◆ Exercise details
Your answer should be the full set of records, printed exactly as they stand.

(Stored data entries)

----------

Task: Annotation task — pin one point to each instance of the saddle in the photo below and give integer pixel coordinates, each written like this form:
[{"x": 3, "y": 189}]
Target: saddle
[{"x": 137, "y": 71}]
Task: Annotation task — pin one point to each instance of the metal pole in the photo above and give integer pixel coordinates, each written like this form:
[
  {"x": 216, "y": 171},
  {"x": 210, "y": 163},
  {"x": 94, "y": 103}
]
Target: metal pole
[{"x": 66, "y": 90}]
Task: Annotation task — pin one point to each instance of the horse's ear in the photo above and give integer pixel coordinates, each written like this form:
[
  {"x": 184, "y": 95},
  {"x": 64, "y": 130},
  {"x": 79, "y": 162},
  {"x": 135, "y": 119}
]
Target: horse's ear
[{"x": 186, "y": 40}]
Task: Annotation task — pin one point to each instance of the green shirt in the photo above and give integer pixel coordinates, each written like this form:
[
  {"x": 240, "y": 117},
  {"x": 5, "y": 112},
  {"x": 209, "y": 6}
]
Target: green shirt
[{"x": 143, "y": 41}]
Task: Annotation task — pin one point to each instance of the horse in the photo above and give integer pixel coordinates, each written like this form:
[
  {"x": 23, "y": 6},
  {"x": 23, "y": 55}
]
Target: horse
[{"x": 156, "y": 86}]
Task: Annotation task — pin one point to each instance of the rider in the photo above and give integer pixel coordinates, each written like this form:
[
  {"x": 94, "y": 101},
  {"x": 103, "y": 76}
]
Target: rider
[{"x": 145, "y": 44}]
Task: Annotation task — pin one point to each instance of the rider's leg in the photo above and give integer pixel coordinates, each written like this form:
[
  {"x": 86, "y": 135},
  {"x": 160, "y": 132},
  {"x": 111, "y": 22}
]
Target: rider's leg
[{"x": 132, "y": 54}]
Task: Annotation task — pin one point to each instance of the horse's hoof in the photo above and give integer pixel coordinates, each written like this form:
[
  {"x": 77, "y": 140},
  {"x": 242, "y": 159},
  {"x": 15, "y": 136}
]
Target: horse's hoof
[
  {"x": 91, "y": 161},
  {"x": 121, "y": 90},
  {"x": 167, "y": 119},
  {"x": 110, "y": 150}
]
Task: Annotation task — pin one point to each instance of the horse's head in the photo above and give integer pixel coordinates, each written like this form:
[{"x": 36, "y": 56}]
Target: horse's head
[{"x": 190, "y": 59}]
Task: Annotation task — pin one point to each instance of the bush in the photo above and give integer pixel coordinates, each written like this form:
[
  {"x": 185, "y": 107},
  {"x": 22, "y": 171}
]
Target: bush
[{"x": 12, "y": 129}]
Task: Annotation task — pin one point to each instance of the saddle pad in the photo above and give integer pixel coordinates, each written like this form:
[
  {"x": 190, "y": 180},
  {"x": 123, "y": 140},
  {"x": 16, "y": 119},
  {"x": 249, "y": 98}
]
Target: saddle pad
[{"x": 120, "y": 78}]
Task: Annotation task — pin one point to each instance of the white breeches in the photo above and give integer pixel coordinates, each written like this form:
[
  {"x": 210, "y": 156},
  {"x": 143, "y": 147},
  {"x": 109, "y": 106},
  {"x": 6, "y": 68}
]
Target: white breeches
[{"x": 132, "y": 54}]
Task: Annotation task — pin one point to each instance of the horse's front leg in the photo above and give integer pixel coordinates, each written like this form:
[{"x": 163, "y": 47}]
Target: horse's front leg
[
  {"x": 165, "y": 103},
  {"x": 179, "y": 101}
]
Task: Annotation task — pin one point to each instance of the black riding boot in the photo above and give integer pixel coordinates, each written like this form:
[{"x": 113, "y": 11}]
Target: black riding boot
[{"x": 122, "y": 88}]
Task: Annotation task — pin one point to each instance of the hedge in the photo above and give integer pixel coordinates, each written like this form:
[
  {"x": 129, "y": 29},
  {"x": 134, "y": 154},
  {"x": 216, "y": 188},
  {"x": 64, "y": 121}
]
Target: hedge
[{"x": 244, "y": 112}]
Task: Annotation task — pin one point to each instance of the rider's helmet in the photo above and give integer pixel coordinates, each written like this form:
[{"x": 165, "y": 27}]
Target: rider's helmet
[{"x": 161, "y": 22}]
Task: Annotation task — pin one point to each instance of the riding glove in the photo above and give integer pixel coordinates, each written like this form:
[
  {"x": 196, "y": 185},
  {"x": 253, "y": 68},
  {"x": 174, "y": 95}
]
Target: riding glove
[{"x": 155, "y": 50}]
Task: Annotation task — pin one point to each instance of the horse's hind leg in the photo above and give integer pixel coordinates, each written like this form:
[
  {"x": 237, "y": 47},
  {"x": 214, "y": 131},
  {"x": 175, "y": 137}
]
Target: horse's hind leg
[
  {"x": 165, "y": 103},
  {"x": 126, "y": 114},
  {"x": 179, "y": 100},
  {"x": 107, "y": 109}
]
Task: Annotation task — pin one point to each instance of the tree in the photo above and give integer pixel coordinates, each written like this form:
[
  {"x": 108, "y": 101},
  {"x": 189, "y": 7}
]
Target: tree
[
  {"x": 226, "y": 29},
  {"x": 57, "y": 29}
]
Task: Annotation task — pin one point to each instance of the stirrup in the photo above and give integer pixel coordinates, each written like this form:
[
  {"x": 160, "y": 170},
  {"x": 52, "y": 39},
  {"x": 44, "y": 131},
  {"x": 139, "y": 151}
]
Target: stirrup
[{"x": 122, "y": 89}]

----------

◆ Finished exercise
Task: Annotation task — pin one point to each instance of the saddle in the photo below and give integer pixel coordinates, each written like this form:
[{"x": 3, "y": 189}]
Target: saddle
[{"x": 137, "y": 71}]
Task: Annotation task — pin one point to each instance of the metal pole in the photo above and give integer pixel coordinates, each written like this form:
[
  {"x": 216, "y": 171},
  {"x": 210, "y": 163},
  {"x": 94, "y": 103}
]
Target: metal pole
[{"x": 66, "y": 90}]
Task: Annotation task — pin one point to each instance of the horse's ear in the photo above and give integer pixel coordinates, each written like this form:
[
  {"x": 184, "y": 95},
  {"x": 64, "y": 130},
  {"x": 79, "y": 162},
  {"x": 135, "y": 119}
]
Target: horse's ear
[{"x": 186, "y": 40}]
Task: Annotation task — pin one point to each instance of the green shirt in the photo above and give integer pixel coordinates, each written like this form:
[
  {"x": 240, "y": 117},
  {"x": 5, "y": 112},
  {"x": 209, "y": 6}
]
Target: green shirt
[{"x": 143, "y": 41}]
Task: Annotation task — pin one point to each instance of the horse in the photo above and give integer pixel coordinates, each written like this form:
[
  {"x": 23, "y": 6},
  {"x": 23, "y": 55}
]
Target: horse
[{"x": 156, "y": 86}]
Task: Annotation task — pin one point to each instance of the rider in the photo above and give integer pixel coordinates, each written like this form:
[
  {"x": 94, "y": 101},
  {"x": 103, "y": 76}
]
Target: rider
[{"x": 145, "y": 44}]
Task: Annotation task — pin one point to each instance of the rider's leg in the photo above and give integer pixel coordinates, each written like this form:
[
  {"x": 86, "y": 135},
  {"x": 160, "y": 132},
  {"x": 111, "y": 22}
]
Target: rider's leg
[{"x": 132, "y": 54}]
Task: Annotation task — pin one point to each instance of the horse's hoof in the photo above and give integer pixel coordinates, each written like this form:
[
  {"x": 77, "y": 140},
  {"x": 242, "y": 159},
  {"x": 15, "y": 136}
]
Target: horse's hoof
[
  {"x": 91, "y": 161},
  {"x": 121, "y": 90},
  {"x": 167, "y": 119},
  {"x": 110, "y": 150}
]
Task: Annotation task — pin one point to each instance of the horse's head in the photo above and give integer pixel coordinates, each written like this form:
[{"x": 36, "y": 56}]
Target: horse's head
[{"x": 190, "y": 59}]
Task: Annotation task — pin one point to each instance of the bush in the photo above and give integer pixel coordinates, each written like this form:
[
  {"x": 185, "y": 107},
  {"x": 22, "y": 171}
]
Target: bush
[{"x": 12, "y": 129}]
Task: Annotation task — pin one point to each instance of the saddle pad in the photo above and give integer pixel coordinates, each written like this form:
[
  {"x": 190, "y": 180},
  {"x": 123, "y": 140},
  {"x": 16, "y": 119},
  {"x": 249, "y": 98}
]
Target: saddle pad
[{"x": 120, "y": 78}]
Task: Annotation task — pin one point to each instance of the white breeches in the photo above and give integer pixel coordinates, each written like this form:
[
  {"x": 210, "y": 156},
  {"x": 143, "y": 147},
  {"x": 109, "y": 106},
  {"x": 6, "y": 68}
]
Target: white breeches
[{"x": 132, "y": 54}]
Task: Annotation task — pin one point to each instance of the horse's front leg in the photo above and give integer pixel coordinates, each written like this form:
[{"x": 163, "y": 47}]
Target: horse's front leg
[
  {"x": 165, "y": 103},
  {"x": 179, "y": 101}
]
Task: Annotation task — pin one point to each instance of the black riding boot in the photo above and give integer pixel coordinates, each written like this form:
[{"x": 113, "y": 11}]
Target: black riding boot
[{"x": 122, "y": 88}]
Task: Annotation task — pin one point to each instance of the hedge in the photo above and give integer pixel coordinates, each written like this form:
[
  {"x": 129, "y": 29},
  {"x": 134, "y": 154},
  {"x": 216, "y": 188},
  {"x": 64, "y": 121}
]
Target: hedge
[{"x": 244, "y": 112}]
Task: Annotation task — pin one point to each instance of the rider's helmet in the photo above and give integer pixel coordinates, each written like this form:
[{"x": 165, "y": 27}]
Target: rider's helmet
[{"x": 161, "y": 22}]
Task: Annotation task — pin one point to each instance of the riding glove in the photo above and give integer pixel coordinates, each written like this form:
[
  {"x": 196, "y": 185},
  {"x": 253, "y": 68},
  {"x": 174, "y": 95}
]
Target: riding glove
[{"x": 155, "y": 50}]
Task: Annotation task — pin one point to each instance of the horse's hind leg in the photo above and give integer pixel coordinates, each written like this form:
[
  {"x": 237, "y": 47},
  {"x": 214, "y": 131},
  {"x": 175, "y": 137}
]
Target: horse's hind leg
[
  {"x": 165, "y": 103},
  {"x": 126, "y": 114},
  {"x": 179, "y": 100},
  {"x": 107, "y": 109}
]
Task: Annotation task — pin one point to each instance of the tree in the photo above and give integer pixel coordinates, each written like this form:
[
  {"x": 108, "y": 101},
  {"x": 189, "y": 7}
]
Target: tree
[
  {"x": 226, "y": 29},
  {"x": 57, "y": 29}
]
Task: Annotation task — pin one point to each instance of the stirrup in the photo above and give integer pixel coordinates, each written like this form:
[
  {"x": 160, "y": 170},
  {"x": 52, "y": 39},
  {"x": 44, "y": 131},
  {"x": 139, "y": 151}
]
Target: stirrup
[{"x": 122, "y": 89}]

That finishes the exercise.